* SHORT TASK *
Return only the line that contains "[spot] the white kitchen" and each line after it, through the last line of the data below, copied exactly.

___ MATERIAL FOR THE TASK ___

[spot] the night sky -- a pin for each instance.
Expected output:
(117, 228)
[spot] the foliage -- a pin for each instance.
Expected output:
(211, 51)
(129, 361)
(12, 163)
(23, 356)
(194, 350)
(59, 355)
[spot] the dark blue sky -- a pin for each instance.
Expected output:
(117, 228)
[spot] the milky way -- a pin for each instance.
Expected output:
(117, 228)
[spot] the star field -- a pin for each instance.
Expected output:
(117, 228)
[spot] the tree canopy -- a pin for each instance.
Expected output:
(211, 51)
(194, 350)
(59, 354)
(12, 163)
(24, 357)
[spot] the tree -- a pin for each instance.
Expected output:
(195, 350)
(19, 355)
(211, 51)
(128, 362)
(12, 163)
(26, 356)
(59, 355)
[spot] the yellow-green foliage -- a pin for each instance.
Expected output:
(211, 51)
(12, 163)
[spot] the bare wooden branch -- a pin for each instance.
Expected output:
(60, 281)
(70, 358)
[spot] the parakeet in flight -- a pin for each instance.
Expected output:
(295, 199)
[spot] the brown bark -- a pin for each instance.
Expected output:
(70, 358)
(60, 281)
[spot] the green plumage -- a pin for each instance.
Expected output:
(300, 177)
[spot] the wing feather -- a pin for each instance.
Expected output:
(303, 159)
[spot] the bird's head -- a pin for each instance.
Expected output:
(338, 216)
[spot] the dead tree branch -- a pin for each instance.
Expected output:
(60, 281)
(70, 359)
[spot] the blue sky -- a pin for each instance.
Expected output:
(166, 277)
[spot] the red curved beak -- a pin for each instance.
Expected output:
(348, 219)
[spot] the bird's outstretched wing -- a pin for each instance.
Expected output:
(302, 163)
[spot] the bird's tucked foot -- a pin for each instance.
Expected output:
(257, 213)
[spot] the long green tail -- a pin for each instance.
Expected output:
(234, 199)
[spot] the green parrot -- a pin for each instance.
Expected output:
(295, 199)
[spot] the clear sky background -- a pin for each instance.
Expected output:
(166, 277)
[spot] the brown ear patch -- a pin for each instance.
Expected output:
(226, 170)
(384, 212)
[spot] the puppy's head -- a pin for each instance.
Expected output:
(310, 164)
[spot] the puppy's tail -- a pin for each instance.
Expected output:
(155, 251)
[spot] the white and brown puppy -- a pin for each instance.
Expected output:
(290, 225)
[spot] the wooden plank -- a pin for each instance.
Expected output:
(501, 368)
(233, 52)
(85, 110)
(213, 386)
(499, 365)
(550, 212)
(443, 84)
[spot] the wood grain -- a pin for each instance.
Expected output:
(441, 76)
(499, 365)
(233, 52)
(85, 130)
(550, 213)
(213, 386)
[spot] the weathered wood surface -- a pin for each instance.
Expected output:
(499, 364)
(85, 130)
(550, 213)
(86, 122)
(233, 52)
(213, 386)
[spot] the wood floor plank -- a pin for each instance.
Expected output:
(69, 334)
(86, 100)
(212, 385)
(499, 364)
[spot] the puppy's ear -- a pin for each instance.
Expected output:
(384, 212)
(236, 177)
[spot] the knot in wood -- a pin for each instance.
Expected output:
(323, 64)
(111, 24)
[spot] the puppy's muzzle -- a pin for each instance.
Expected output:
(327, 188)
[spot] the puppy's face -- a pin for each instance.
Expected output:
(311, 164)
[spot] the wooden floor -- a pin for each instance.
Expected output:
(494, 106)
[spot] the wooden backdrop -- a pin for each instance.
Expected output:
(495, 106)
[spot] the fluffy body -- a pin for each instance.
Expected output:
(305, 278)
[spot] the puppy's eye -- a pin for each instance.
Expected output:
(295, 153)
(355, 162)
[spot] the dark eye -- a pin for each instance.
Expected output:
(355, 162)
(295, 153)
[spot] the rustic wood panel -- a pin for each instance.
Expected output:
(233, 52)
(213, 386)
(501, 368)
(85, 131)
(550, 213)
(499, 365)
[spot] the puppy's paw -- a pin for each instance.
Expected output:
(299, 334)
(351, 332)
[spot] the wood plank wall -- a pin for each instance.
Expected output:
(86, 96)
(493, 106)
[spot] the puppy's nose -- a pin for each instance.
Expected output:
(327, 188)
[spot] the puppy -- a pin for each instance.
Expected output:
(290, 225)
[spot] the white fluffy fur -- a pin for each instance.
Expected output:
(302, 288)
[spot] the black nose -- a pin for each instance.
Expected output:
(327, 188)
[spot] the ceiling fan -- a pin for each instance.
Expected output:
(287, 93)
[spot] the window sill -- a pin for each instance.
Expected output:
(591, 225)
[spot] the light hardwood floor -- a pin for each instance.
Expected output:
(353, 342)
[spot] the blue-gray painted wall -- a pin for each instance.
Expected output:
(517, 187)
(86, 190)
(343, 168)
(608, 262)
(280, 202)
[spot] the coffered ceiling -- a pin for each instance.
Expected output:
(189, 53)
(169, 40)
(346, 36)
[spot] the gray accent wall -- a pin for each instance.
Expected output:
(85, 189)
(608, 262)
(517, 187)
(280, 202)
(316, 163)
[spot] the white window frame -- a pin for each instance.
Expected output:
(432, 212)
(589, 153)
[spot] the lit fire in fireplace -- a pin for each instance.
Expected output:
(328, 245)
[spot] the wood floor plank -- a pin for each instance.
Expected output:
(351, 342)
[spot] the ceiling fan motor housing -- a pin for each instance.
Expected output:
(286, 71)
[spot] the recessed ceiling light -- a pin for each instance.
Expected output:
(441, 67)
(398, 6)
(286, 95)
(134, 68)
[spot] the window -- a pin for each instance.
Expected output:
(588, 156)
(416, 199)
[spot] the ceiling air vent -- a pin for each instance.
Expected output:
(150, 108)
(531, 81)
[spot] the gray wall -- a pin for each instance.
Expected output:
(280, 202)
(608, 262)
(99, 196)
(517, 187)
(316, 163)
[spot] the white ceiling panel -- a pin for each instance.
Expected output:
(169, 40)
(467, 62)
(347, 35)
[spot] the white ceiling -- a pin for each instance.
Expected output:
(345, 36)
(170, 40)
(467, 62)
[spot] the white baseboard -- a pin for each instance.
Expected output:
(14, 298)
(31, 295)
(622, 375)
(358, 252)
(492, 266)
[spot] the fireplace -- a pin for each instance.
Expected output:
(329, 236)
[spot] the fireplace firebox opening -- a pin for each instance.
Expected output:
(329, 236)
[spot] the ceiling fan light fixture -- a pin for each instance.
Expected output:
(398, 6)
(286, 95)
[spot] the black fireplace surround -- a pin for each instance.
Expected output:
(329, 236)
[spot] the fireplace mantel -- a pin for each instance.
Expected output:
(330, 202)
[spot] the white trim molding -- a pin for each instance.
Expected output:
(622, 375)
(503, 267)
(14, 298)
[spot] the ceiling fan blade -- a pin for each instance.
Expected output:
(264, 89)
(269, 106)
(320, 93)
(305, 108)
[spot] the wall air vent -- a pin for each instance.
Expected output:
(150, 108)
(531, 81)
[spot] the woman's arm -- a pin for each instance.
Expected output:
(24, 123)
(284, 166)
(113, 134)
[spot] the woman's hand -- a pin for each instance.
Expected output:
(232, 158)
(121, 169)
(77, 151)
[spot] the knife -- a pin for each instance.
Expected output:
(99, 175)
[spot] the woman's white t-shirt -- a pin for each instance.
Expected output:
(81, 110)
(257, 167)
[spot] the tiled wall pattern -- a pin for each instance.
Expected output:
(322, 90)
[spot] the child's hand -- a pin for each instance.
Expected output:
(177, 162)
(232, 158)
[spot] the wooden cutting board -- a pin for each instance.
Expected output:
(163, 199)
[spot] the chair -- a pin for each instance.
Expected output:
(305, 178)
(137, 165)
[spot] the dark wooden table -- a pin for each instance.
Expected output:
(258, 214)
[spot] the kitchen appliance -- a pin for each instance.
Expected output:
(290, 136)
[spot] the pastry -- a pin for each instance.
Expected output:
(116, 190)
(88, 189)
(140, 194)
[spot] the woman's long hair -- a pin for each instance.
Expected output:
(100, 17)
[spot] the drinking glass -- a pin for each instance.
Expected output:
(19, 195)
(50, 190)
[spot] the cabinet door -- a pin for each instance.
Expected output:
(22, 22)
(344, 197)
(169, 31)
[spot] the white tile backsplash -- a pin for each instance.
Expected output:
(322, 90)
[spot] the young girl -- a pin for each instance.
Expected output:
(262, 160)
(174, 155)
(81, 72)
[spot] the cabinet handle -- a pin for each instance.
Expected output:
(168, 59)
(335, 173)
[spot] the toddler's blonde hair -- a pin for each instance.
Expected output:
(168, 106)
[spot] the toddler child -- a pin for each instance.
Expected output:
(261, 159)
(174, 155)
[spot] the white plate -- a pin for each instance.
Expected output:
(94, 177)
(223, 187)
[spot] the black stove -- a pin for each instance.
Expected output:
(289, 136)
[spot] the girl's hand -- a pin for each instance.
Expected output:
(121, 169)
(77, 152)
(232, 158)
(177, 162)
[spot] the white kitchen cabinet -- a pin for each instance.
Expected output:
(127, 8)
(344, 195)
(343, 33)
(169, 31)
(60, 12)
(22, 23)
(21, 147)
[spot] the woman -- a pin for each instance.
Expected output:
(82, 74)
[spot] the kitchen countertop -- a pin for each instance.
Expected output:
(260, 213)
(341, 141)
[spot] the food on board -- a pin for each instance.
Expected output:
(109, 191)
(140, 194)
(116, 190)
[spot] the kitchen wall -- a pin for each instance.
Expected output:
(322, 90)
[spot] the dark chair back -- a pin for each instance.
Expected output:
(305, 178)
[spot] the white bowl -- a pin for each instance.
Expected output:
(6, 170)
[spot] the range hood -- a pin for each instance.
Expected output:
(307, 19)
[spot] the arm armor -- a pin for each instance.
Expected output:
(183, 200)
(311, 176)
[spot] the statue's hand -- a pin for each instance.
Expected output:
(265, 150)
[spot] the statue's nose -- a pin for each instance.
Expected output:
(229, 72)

___

* RESPONSE TO THE TASK *
[spot] the white kitchen cabinet -- a pin for each instance.
Expected output:
(127, 8)
(344, 195)
(343, 33)
(169, 31)
(60, 12)
(22, 23)
(21, 147)
[spot] the woman -- a pin for each instance.
Expected output:
(82, 74)
[spot] the kitchen countertop -- a pin for each instance.
Expected output:
(260, 213)
(341, 141)
[spot] the food on board -- a pin for each instance.
Expected output:
(109, 191)
(140, 194)
(116, 190)
[spot] the kitchen wall -- a pin for each instance.
Expected output:
(322, 90)
[spot] the dark chair back -- a pin for each instance.
Expected output:
(305, 178)
[spot] the white bowl -- a pin for each instance.
Expected output:
(6, 170)
[spot] the range hood -- a pin for each instance.
Expected output:
(307, 19)
[spot] the arm armor -- a pin for each instance.
Expected output:
(183, 200)
(311, 176)
[spot] the statue's hand -- a pin for each instance.
Expected output:
(265, 150)
[spot] the statue's nose -- a pin for each instance.
Expected output:
(229, 72)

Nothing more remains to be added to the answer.